# TASK INSTRUCTIONS
Could you write out the records below exactly as they appear, leaving out any pictures?

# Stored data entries

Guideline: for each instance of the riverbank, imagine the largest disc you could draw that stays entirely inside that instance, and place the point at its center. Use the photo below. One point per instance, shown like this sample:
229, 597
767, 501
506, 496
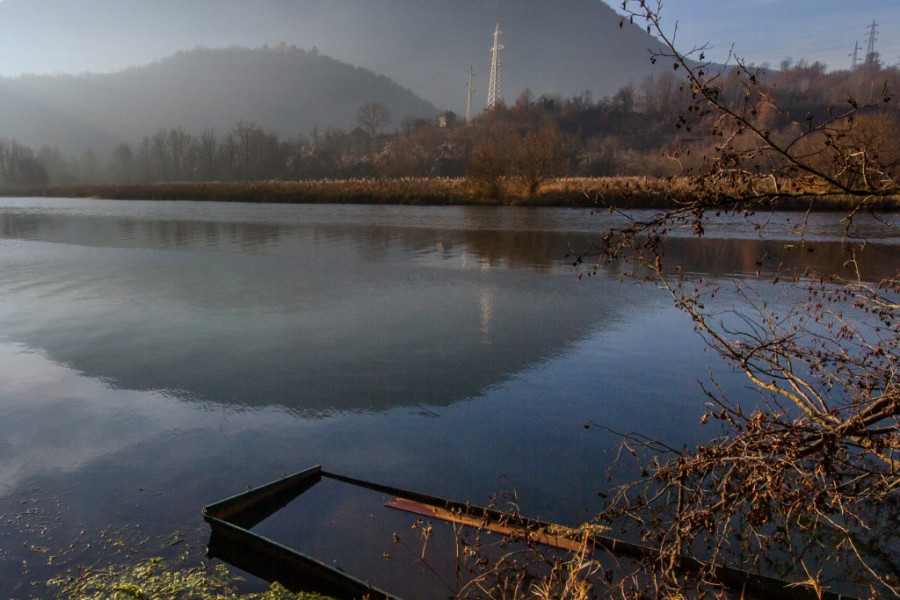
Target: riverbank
619, 192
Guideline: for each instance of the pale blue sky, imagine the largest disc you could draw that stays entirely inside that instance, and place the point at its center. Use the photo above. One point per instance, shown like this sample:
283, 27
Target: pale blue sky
770, 30
72, 36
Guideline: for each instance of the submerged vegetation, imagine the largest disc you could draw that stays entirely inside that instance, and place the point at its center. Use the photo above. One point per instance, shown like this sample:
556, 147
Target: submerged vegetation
154, 578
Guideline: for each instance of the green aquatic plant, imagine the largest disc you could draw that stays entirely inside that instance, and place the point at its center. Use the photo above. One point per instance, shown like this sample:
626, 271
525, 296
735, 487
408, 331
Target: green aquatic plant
155, 579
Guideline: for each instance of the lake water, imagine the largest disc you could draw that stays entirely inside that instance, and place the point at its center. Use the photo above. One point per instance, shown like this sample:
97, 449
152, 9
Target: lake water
158, 356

# REPLY TO THE EXERCISE
Guideline: for each instance of the riverbank, imagine the largest disc you could draw that stays entirely inside that instance, and place the point at its center. Use the photo below. One point per instance, shown like this sample:
229, 597
767, 501
506, 496
Target: riverbank
619, 192
Guideline: for each instance of the pale blue sky, imagine the largest disc you could draw that stays entirely inside that instance, and place the point at its center. Use the photo above. One point per instance, shown like this sample:
283, 27
Target: pale blue sky
770, 30
72, 36
Guideline: for each instance of the submerged vegetation, imagine the largest disc you could draw that stays entirely inside that instance, and place the point at its center. Use the photo above. One point per instance, shown like this sample:
556, 147
Target: submerged vegetation
154, 578
Guideline: for each instance of the green aquatic plant, imagine the largest disc you could draw that stays entirely inside that instance, and place the point at its center. Use the photo above. One point per instance, shown like this sample:
626, 271
525, 296
735, 487
408, 331
Target: green aquatic plant
155, 579
Guideline: for each instance of the lake water, imagine the largest disc you could draw that stays entirely inside that instance, and place the point at its center. Use the photo above. One point per instance, shown like this sample:
97, 449
152, 9
Target: lake water
158, 356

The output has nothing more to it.